▶ **WHAT TO DO**
[A] Transcribe the Anzac Day passage word for word, starting at the words "For sisters Elspeth" and ending after "Ms McCombe said.".
[B] In the Anzac Day passage, where was Ms McCombe's father when he found out about her birth?

For Wollongong’s Daniel Bellamy and Nicole Davies, who arrived with three pajama-clad girls in tow, the early rise has become a meaningful yearly ritual.
“It’s about respecting the past, and I think it’s important the kids become a part of that – and they all were happy to get out of bed and come,” Mr Bellamy said.
“We want them to really understand Anzac Day, not just that it’s a day off,” Ms Davies said.
For sisters Elspeth McCombe and Dorothy David, of Mount Saint Thomas and Woonona, paying their respects in front of the Wollongong cenotaph every year is chance to remember their dad.
“Our dad was a soldier,” Ms McCombe said.
“Dad never talked about his war service – but we know he was in Borneo, and he found out about my birth in a plane over New Guinea.”
“Every year I just think about how disastrous war is, but how brave people were too.”
Rear Admiral Bruce Kafer, the head of reserves and youth in the Australian Defence Force expressed similar sentiments about the impact of war in his dawn service address.
“2018 is the centenary of the end of World War I, or the Great War, and when the armistice was signed on November 11, 1918, it was hoped it has been the war to end all wars,” he said.
“However hundreds of thousands of Australians have continued to service our nation at home and abroad, and in conflicts throughout the world.”

▶ **Labeled area outline items**

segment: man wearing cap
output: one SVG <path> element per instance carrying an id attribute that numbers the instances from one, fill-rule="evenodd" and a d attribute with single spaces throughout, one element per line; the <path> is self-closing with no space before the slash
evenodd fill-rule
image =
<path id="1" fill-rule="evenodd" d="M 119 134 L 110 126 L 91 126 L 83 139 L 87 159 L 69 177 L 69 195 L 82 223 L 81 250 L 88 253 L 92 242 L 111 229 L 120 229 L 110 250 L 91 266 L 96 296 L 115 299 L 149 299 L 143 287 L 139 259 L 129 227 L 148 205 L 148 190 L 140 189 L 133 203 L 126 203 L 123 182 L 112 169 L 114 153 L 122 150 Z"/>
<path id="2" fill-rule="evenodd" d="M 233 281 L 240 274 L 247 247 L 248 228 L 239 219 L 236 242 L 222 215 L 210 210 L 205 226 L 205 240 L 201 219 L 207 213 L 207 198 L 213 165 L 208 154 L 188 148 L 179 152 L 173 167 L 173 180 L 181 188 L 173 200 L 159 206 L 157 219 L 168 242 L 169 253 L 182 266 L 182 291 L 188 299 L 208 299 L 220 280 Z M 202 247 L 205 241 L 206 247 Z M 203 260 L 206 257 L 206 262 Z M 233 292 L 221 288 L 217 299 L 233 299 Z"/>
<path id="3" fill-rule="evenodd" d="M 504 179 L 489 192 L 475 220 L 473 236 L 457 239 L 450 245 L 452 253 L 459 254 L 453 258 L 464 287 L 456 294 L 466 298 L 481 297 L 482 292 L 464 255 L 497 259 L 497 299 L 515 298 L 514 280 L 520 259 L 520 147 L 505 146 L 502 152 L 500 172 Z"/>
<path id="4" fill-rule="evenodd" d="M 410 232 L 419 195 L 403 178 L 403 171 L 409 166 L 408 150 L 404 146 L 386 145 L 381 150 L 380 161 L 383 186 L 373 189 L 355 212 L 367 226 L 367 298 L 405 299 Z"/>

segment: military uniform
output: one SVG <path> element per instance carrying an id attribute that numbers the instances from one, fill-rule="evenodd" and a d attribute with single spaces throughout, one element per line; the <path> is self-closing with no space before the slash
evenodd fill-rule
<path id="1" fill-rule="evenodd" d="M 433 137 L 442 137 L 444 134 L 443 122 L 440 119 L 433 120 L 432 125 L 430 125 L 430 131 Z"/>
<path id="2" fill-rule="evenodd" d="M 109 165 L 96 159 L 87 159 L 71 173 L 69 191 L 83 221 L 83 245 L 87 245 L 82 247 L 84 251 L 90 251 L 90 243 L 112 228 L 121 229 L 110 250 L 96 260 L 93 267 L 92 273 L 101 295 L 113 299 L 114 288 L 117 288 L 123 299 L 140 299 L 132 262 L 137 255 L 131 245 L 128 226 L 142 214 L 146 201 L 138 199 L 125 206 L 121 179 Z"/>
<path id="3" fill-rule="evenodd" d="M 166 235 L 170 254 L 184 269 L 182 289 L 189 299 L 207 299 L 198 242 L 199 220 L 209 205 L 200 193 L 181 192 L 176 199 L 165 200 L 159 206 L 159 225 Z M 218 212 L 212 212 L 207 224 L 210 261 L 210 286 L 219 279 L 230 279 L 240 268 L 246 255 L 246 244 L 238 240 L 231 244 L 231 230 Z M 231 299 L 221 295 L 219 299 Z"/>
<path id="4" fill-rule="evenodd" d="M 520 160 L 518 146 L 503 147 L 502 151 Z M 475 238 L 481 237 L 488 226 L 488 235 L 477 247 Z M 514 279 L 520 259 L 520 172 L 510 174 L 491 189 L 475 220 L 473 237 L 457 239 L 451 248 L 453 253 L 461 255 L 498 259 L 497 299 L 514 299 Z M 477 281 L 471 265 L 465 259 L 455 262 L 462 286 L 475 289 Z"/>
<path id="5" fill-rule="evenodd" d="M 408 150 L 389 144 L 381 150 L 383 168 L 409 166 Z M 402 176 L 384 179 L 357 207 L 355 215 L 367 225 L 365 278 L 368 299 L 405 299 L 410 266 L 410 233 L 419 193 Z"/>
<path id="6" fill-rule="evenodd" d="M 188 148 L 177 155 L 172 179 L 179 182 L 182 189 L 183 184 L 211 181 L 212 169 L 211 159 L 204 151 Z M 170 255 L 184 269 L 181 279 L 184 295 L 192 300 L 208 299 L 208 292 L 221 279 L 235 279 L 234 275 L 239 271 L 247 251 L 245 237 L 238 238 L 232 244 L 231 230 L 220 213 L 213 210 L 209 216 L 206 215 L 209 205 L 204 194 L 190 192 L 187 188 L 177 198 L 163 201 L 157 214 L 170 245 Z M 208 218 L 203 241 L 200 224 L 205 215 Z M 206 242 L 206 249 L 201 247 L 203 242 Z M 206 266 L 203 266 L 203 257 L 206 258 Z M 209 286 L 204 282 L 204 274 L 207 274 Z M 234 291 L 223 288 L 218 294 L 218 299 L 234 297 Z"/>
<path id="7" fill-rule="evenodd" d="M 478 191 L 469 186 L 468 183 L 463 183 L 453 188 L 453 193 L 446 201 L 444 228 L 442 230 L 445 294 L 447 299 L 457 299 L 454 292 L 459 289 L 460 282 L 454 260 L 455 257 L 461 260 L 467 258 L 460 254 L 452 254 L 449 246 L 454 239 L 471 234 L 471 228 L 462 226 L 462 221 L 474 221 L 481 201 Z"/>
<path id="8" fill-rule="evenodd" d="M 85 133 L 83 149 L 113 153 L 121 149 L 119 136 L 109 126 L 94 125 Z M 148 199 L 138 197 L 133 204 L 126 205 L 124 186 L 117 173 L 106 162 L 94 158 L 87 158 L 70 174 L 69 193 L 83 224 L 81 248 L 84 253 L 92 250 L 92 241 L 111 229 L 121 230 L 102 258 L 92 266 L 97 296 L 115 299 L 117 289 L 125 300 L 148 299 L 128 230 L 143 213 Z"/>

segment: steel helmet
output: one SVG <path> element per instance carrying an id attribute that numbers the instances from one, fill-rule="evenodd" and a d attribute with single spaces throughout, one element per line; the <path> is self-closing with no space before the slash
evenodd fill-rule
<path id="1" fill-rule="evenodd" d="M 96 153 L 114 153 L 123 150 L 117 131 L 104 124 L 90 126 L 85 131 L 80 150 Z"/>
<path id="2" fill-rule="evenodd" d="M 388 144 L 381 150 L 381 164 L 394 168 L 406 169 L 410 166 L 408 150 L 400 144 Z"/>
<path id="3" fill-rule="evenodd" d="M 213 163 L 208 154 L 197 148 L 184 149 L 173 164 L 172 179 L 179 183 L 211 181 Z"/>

▶ **ANSWERS BELOW**
[A]
For sisters Elspeth McCombe and Dorothy David, of Mount Saint Thomas and Woonona, paying their respects in front of the Wollongong cenotaph every year is chance to remember their dad.
“Our dad was a soldier,” Ms McCombe said.

[B] In a plane over New Guinea.